What you will do. Arrange the lines from the start down through the one containing "[[[288,360],[399,232],[345,129],[126,128],[0,223],[0,360]]]" as a two-column CSV with the columns label_text and outline. Give one row per answer, with the wording that comes before that answer in one quoted field and the answer in the other, replace line breaks with spaces, and leave out the pictures.

--- Start Source data ---

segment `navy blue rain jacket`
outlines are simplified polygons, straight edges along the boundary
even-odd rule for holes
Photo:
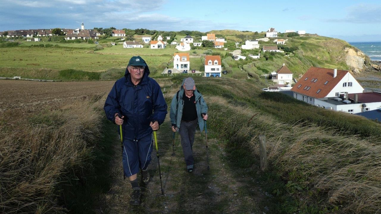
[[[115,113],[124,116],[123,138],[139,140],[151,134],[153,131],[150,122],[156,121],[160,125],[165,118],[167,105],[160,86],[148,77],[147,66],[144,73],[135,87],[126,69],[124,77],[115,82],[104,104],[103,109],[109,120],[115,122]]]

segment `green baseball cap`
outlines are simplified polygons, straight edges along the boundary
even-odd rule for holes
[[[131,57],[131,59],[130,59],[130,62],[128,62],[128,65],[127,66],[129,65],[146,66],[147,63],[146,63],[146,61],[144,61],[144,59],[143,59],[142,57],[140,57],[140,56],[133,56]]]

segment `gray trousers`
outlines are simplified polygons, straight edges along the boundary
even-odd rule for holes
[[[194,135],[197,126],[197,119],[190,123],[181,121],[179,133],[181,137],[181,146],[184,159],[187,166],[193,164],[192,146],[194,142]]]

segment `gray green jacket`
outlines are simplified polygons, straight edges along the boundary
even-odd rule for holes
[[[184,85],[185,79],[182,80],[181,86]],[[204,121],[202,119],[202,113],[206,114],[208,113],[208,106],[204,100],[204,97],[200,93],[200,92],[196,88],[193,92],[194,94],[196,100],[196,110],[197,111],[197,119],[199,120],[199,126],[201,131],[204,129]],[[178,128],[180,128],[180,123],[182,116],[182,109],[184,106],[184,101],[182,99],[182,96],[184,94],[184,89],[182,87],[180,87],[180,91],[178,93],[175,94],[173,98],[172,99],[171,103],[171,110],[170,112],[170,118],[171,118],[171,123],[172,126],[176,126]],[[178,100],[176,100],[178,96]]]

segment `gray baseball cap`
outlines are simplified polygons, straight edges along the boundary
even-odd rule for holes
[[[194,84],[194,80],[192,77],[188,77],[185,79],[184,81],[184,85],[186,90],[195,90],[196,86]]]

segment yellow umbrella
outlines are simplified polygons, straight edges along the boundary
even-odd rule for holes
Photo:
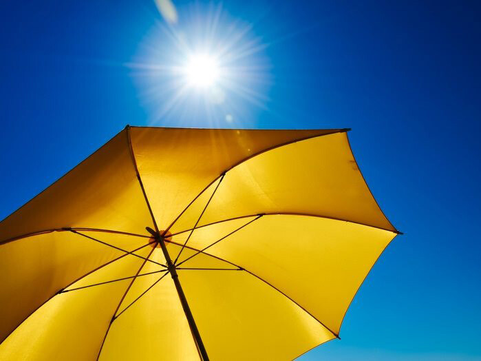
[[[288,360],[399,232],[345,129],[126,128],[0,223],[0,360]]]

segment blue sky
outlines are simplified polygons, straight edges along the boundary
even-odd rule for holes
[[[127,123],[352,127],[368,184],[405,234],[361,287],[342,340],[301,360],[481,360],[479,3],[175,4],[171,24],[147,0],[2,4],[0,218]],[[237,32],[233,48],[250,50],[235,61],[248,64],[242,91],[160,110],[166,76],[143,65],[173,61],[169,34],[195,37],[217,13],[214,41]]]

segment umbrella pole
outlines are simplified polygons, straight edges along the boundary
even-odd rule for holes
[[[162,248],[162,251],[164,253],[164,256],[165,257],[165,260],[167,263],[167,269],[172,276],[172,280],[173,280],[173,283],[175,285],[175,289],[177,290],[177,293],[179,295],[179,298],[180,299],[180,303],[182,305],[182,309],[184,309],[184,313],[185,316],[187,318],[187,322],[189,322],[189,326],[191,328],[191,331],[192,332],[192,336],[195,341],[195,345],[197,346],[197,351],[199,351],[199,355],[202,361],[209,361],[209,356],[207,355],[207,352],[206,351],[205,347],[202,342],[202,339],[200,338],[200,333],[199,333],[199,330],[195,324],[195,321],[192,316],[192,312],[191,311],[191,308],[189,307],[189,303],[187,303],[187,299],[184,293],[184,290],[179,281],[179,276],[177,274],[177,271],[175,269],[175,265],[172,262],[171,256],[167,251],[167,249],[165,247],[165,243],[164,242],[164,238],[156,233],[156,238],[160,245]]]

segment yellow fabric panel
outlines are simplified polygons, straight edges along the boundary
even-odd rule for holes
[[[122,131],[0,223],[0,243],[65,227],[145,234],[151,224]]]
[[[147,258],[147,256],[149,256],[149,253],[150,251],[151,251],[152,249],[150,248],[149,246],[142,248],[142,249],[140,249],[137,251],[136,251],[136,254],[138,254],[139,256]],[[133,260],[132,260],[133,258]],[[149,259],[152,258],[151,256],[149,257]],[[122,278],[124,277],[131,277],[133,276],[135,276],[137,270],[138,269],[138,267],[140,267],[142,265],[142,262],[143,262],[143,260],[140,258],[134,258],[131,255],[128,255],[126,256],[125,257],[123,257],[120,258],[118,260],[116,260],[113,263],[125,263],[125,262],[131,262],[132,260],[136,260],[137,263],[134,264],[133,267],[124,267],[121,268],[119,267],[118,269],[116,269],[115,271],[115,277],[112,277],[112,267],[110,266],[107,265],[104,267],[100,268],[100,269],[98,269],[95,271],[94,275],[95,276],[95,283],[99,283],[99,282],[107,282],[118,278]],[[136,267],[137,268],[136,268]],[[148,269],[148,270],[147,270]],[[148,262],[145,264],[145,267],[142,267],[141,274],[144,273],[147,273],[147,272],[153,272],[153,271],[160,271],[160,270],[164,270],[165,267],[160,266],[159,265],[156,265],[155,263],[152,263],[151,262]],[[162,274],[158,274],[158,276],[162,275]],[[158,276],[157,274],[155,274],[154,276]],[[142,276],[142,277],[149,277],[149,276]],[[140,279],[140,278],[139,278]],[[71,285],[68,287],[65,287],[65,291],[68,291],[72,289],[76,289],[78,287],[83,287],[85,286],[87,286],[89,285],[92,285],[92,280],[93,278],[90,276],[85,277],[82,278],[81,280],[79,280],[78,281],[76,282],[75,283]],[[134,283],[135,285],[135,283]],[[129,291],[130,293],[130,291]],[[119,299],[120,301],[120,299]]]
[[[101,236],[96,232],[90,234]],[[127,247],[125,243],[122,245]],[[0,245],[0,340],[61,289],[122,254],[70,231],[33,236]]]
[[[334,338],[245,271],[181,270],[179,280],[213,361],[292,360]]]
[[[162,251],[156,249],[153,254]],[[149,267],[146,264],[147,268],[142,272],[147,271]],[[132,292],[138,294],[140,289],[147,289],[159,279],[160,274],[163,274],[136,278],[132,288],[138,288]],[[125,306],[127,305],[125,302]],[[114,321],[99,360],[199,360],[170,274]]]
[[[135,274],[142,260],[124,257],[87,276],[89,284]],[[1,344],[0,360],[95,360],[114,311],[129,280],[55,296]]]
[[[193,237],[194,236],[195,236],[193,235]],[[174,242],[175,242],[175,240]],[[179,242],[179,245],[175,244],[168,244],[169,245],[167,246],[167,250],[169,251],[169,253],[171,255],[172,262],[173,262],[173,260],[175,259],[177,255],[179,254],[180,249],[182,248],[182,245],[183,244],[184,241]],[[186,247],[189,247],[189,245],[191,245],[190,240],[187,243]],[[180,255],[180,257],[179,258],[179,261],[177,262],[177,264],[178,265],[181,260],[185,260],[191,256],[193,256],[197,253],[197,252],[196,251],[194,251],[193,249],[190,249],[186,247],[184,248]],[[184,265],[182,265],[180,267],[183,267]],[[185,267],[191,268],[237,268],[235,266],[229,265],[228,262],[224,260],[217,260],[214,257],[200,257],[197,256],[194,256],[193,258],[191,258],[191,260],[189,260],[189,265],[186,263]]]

--- End Source data ---

Right answer.
label_text,outline
"segment `navy blue rain jacket` outlines are simplified polygons, straight edges along the boundary even-odd rule for holes Photo:","[[[115,113],[124,116],[123,138],[139,140],[151,134],[153,131],[150,122],[156,121],[160,125],[165,118],[167,105],[160,86],[148,77],[147,66],[144,73],[135,87],[126,69],[124,77],[115,82],[104,104],[103,109],[109,120],[115,122]]]"
"segment `green baseball cap` outlines are simplified polygons, straight edges along the boundary even-odd rule for holes","[[[131,57],[131,59],[130,59],[130,62],[128,62],[128,65],[127,66],[129,65],[146,66],[147,63],[146,63],[146,61],[144,61],[144,59],[143,59],[142,57],[140,57],[140,56],[133,56]]]"
"segment `gray trousers` outlines are simplified polygons, straight edges along the boundary even-odd rule for holes","[[[194,135],[197,126],[197,119],[190,123],[181,121],[179,133],[181,137],[181,146],[184,159],[187,166],[193,164],[192,146],[194,142]]]"
"segment `gray green jacket` outlines are simplified polygons, straight edges along the boundary even-odd rule for holes","[[[184,85],[185,79],[182,80],[181,86]],[[204,121],[202,119],[202,113],[206,114],[208,113],[208,106],[204,100],[204,97],[200,93],[200,92],[196,88],[193,92],[194,94],[196,100],[196,110],[197,111],[197,119],[199,120],[199,126],[201,131],[204,129]],[[178,128],[180,128],[180,123],[182,116],[182,109],[184,106],[184,101],[182,99],[182,96],[184,94],[184,89],[182,87],[180,87],[180,91],[178,93],[175,94],[173,98],[172,99],[171,103],[171,110],[170,112],[170,118],[171,118],[171,123],[172,126],[176,126]],[[178,100],[176,100],[178,96]]]"
"segment `gray baseball cap` outlines are simplified polygons, straight edges along the boundary even-odd rule for holes","[[[194,84],[194,80],[192,77],[188,77],[185,79],[184,81],[184,85],[186,90],[195,90],[196,86]]]"
"segment yellow umbrella outlines are simplified polygons, straight edges along the boundary even-odd rule for holes Photo:","[[[288,360],[399,232],[345,129],[126,128],[0,223],[0,360]]]"